> _EXERCISE_
The answer must be a single number: how many lines in the entries below contain the word "woman".

□ □ □ □ □

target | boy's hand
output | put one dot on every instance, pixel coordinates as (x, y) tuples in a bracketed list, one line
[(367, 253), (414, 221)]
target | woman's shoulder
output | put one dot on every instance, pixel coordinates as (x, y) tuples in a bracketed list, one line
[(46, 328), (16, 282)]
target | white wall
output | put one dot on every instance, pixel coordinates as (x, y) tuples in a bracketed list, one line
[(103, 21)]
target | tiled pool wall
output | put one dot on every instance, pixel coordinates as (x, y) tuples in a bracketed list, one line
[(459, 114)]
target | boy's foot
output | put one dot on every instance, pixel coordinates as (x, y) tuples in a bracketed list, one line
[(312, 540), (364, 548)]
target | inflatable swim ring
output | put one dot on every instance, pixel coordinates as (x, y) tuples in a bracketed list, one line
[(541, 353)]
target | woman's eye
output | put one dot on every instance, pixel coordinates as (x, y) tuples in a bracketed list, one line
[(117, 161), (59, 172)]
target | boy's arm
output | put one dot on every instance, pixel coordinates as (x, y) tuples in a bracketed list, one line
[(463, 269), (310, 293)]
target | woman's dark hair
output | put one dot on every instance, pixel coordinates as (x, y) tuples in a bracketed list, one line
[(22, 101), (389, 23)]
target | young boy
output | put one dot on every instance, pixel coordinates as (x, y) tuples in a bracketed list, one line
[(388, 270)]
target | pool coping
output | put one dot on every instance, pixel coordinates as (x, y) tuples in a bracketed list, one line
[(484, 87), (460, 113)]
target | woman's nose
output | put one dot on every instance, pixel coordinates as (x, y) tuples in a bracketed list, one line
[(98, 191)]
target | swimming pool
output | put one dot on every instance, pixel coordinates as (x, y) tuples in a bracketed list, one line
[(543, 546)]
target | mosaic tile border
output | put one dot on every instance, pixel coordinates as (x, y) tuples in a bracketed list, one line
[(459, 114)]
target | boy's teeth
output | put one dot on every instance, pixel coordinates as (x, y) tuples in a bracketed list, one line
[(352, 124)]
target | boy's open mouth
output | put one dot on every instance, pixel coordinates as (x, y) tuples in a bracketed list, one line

□ □ □ □ □

> _ANSWER TO THIS EXERCISE_
4